### Items

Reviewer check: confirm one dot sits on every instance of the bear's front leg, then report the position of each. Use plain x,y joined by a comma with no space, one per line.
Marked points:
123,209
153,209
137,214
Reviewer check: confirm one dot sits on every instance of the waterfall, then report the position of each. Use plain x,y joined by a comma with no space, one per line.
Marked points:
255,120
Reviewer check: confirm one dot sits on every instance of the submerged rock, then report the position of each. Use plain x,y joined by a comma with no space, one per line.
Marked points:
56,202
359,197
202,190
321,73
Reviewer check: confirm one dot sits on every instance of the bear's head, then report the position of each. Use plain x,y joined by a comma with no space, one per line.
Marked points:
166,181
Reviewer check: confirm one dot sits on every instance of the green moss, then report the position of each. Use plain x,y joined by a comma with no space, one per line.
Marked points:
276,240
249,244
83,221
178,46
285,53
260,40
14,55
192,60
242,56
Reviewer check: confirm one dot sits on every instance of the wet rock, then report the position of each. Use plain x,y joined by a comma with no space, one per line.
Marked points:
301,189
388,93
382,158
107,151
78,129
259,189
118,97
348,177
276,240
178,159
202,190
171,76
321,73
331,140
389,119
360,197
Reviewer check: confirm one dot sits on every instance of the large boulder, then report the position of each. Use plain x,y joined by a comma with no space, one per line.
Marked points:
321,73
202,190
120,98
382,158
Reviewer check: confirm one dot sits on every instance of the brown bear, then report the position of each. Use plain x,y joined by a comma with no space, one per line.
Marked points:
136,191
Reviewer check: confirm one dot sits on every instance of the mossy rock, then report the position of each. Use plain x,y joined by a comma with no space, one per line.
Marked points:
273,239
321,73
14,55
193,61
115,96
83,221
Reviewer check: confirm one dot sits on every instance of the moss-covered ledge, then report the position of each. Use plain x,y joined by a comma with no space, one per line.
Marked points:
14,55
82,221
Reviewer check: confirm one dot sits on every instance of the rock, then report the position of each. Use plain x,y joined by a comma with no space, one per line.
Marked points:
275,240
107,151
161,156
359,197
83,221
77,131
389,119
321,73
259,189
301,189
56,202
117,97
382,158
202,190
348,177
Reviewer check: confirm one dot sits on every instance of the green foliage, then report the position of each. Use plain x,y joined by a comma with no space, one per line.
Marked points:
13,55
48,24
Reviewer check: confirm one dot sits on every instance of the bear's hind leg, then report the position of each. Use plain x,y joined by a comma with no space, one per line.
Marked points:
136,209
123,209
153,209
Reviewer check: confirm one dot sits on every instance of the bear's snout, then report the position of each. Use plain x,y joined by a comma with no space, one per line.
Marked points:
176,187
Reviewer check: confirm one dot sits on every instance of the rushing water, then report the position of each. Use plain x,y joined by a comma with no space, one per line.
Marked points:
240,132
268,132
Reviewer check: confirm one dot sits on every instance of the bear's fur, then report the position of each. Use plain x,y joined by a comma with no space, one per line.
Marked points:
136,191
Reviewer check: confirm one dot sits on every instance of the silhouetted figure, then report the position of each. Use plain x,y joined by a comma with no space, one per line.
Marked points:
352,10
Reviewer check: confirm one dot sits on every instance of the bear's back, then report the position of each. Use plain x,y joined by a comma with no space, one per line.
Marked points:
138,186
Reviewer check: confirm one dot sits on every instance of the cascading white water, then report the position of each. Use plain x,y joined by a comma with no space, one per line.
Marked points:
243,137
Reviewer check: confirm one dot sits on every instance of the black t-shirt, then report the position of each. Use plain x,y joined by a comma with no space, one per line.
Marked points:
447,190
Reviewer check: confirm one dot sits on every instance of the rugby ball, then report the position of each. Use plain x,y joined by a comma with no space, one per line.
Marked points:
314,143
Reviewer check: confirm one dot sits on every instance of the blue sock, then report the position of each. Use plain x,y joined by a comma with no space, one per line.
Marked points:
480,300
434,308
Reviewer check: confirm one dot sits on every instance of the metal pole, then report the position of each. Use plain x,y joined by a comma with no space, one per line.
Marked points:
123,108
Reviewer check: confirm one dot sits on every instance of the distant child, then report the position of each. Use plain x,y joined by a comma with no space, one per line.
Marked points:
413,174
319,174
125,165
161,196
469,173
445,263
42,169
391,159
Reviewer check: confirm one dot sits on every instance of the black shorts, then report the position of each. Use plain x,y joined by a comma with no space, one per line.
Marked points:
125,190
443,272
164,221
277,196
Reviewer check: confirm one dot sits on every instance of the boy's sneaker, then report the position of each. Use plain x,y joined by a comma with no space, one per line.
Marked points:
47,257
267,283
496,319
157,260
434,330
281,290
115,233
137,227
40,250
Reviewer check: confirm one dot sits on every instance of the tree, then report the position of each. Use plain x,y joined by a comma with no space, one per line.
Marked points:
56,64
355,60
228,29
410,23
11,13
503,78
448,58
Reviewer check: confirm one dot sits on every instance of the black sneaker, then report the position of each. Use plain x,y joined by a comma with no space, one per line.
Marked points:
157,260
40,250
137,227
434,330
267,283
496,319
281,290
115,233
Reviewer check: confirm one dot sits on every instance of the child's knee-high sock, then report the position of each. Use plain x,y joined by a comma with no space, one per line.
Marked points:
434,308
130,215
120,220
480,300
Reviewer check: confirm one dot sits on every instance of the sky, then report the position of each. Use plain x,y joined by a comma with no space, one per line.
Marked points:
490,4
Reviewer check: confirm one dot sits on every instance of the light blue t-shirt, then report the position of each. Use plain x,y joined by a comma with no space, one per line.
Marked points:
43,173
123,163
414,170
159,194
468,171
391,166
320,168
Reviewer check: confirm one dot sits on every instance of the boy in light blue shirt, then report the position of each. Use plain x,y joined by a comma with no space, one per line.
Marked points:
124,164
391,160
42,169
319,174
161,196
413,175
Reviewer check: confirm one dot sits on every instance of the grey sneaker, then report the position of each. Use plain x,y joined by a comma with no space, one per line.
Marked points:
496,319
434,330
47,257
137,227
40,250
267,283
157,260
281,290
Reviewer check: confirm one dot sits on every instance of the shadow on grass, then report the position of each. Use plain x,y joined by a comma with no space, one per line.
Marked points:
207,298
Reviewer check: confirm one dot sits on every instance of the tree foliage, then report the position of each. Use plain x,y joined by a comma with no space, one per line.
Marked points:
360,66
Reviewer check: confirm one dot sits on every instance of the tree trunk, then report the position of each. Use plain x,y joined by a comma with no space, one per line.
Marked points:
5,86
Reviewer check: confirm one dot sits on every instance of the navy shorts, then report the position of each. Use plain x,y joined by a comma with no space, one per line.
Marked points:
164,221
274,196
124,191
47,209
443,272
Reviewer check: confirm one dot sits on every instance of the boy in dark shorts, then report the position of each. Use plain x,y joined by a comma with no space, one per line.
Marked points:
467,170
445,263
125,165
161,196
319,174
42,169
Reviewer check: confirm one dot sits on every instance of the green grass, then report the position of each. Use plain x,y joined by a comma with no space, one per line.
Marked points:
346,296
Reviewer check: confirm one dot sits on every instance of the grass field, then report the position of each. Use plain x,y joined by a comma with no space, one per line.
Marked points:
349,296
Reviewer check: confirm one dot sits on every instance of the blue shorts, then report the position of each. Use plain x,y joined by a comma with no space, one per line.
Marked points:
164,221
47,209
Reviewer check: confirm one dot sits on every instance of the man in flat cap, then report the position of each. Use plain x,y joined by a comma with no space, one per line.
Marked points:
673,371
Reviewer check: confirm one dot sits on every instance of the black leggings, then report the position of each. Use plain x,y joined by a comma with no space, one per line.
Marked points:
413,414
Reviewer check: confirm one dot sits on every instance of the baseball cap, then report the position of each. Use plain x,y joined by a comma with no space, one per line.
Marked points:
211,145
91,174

### Work to do
Write the data out again in full and exactly.

### Full response
Reviewer check: confirm one dot sits on every instance of the bear's front leg, then report the position of each. Use plain x,y joined by a comma with no space, one per line.
Marked points:
123,209
153,209
137,214
Reviewer check: confirm one dot sits on every instance of the waterfall, then report the position of each. Use plain x,y joined by a comma with no space, one per line.
Marked points:
255,120
Reviewer check: confirm one dot sits on every instance of the submerged rock, then report the position of each. Use plain x,y joined by a comma with no space, one per line.
Marked points:
56,202
359,197
202,190
321,73
Reviewer check: confirm one dot sits on every instance of the bear's head, then report the position of each. Use plain x,y joined by a comma with no space, one per line.
Marked points:
166,181
Reviewer check: confirm one dot sits on every instance of the green moss, then report the position of each. Use plain x,y joined by a comma with no space, one per line.
Marked points:
276,240
249,244
83,221
178,46
285,53
260,40
14,55
192,60
242,56
Reviewer check: confirm one dot sits on every instance of the wet rock, then report the position of each. Use plain x,y joined by a comma with no space, one per line.
Marked points:
301,189
388,93
382,158
107,151
78,129
259,189
118,97
348,177
276,240
178,159
202,190
171,76
321,73
331,140
389,119
360,197
Reviewer check: confirm one dot sits on every instance of the large boulder, then report the position of each. Use plain x,y joined by a comma with no space, one per line.
Marked points:
321,73
202,190
120,98
382,158
Reviewer check: confirm one dot sits on every instance of the brown bear, then report the position of each. Use plain x,y joined by a comma with no space, one per line.
Marked points:
136,191
Reviewer check: confirm one dot sits on every instance of the mossy rock, then report the position of each. Use plain x,y joined by a comma with no space, one per line.
Marked points:
273,239
321,73
14,55
193,61
115,96
83,221
Reviewer check: confirm one dot sits on every instance of the moss-covered ledge, then report the position of each. Use plain x,y joined by a comma with no space, one per line.
Marked points:
14,55
82,221
Reviewer check: confirm one dot sits on every instance of the rock, then report the position of each. Use plain x,y joined by a comma with no space, one per line.
Marked points:
275,240
107,151
161,156
359,197
83,221
77,131
389,119
321,73
259,189
301,189
56,202
117,97
382,158
202,190
348,177
Reviewer check: confirm one dot sits on every instance of the green foliage, then report the position of each. Use plain x,y joined by a comma with no space, one per line.
Marked points:
13,55
48,24
Reviewer check: confirm one dot sits on every instance of the bear's hind leg, then report the position of each. Use plain x,y joined by a comma with no space, one per line.
Marked points:
136,209
123,209
153,209
Reviewer check: confirm one dot sits on every instance of the bear's snout, then report the position of each. Use plain x,y joined by a comma with no space, one per line.
Marked points:
176,187
Reviewer check: confirm one dot sits on every instance of the rushing water, then report the position of each. Use plain x,y joined by a comma with no space, one per line.
Marked points:
240,132
268,132
Reviewer check: confirm one dot sits on every instance of the bear's fur, then report the position of each. Use plain x,y joined by a comma with no space, one per line.
Marked points:
136,191
Reviewer check: confirm one dot sits on every instance of the silhouetted figure, then report the position of each. Use plain x,y joined by a comma with no space, one per line.
Marked points:
352,10
Reviewer check: confirm one dot sits on every instance of the bear's back, then report the position of each. Use plain x,y joined by a comma with no space, one per line.
Marked points:
138,186
Reviewer check: confirm one dot sits on every instance of the cascading white water, then report the position of each. Use plain x,y joined by a comma with no space, one per line.
Marked points:
243,137
Reviewer check: confirm one dot sits on every instance of the black t-shirt, then report the position of each. Use plain x,y joined by a comma with no space, one per line.
Marked points:
447,190
Reviewer check: confirm one dot sits on every instance of the rugby ball, then report the position of each. Use plain x,y joined by a comma with no space, one per line.
Marked points:
314,143
Reviewer check: confirm one dot sits on every instance of the blue sock, then report the position of each. Use plain x,y joined by a comma with no space, one per line.
Marked points:
480,300
434,308
Reviewer check: confirm one dot sits on every instance of the metal pole, then report the position of each. Use plain x,y joined by a comma with no space, one per line.
Marked points:
123,108
Reviewer check: confirm one dot sits on every instance of the distant child, then report the position of each. Use plain x,y joined by a comma with no space, one per line.
Marked points:
413,174
319,174
125,165
161,196
469,173
445,263
42,169
391,159
Reviewer check: confirm one dot sits on every instance of the black shorts, then report the position of each. Use plain x,y joined by a comma with no space, one per line.
Marked points:
125,190
443,272
164,221
277,196
Reviewer check: confirm one dot sits on every instance of the boy's sneaker, then report the position of each. Use plain x,y joined by a comma with no space, one per line.
Marked points:
47,257
267,283
496,319
157,260
434,330
281,290
115,233
137,227
40,250
Reviewer check: confirm one dot sits on every instance of the tree, then report the position of each. Use plain x,y joined by a comma with no space, one per line.
Marked points:
56,64
355,60
228,29
410,23
11,13
503,78
448,58
Reviewer check: confirm one dot sits on every instance of the black sneaker, then report the position of each. Use plain x,y joined by a comma with no space, one per line.
Marked points:
157,260
40,250
137,227
434,330
267,283
496,319
281,290
115,233
Reviewer check: confirm one dot sits on every instance of the child's knee-high sock, then report the position of each. Use plain x,y joined by a comma with no space, one per line.
Marked points:
434,308
130,215
120,220
480,300
Reviewer check: confirm one dot sits on every instance of the sky, then report the position of each. Use plain x,y joined by a comma with no space, one per line.
Marked points:
490,4
Reviewer check: confirm one dot sits on every instance of the light blue t-shirt, then report the position of each. Use plain x,y joined by a comma with no space, one per line.
Marked points:
43,173
123,163
414,170
159,194
468,171
391,166
320,168
Reviewer check: confirm one dot sits on every instance of the boy in light blue shirt, then report the position of each. Use plain x,y joined by a comma with no space, one per line.
Marked points:
124,164
391,160
42,169
319,174
161,196
413,175
Reviewer check: confirm one dot sits on every instance of the grey sneaker, then report the position of each. Use plain x,y joined by a comma with no space, one per line.
Marked points:
496,319
434,330
47,257
137,227
40,250
267,283
157,260
281,290
Reviewer check: confirm one dot sits on every instance of the shadow on grass, then report the position of each. Use plain x,y joined by a comma with no space, one per line.
Marked points:
207,298
Reviewer check: confirm one dot sits on every instance of the tree foliage, then report the position of each. Use plain x,y joined by a comma with no space, one per line.
Marked points:
360,66
Reviewer check: confirm one dot sits on every instance of the tree trunk, then report the position of each. Use plain x,y joined by a comma with no space, one per line.
Marked points:
5,86
Reviewer check: confirm one dot sits on every instance of the navy shorts, then report the position of each. Use plain x,y joined by a comma with no space, one per line.
Marked points:
164,221
274,196
124,191
47,209
443,272
Reviewer check: confirm one dot sits on every instance of the boy in dark shorts, then report the position of each. Use plain x,y joined by a comma with no space, one per line.
Marked points:
467,170
445,263
125,165
161,196
319,174
42,169
Reviewer check: confirm one dot sits on every instance of the green grass, then report the position of each. Use plain x,y joined by a comma with no space, one per line.
Marked points:
346,296
Reviewer check: confirm one dot sits on every instance of the grass field, then report the position of each. Use plain x,y joined by a comma with no space, one per line.
Marked points:
349,296
Reviewer check: confirm one dot sits on every instance of the blue shorts, then report the position of each. Use plain x,y joined by a comma with no space, one per line.
Marked points:
164,221
47,209
Reviewer check: confirm one dot sits on every instance of the man in flat cap, then report the position of each. Use plain x,y joined by a comma with no space, one per line.
Marked points:
673,371
Reviewer check: confirm one dot sits on every instance of the black leggings, then report the position of each. Use plain x,y joined by a comma with no space, one per line.
Marked points:
413,414
Reviewer check: confirm one dot sits on every instance of the baseball cap, then report the position of each. Use plain x,y joined by a comma with no space, one per line.
Marked points:
211,145
91,174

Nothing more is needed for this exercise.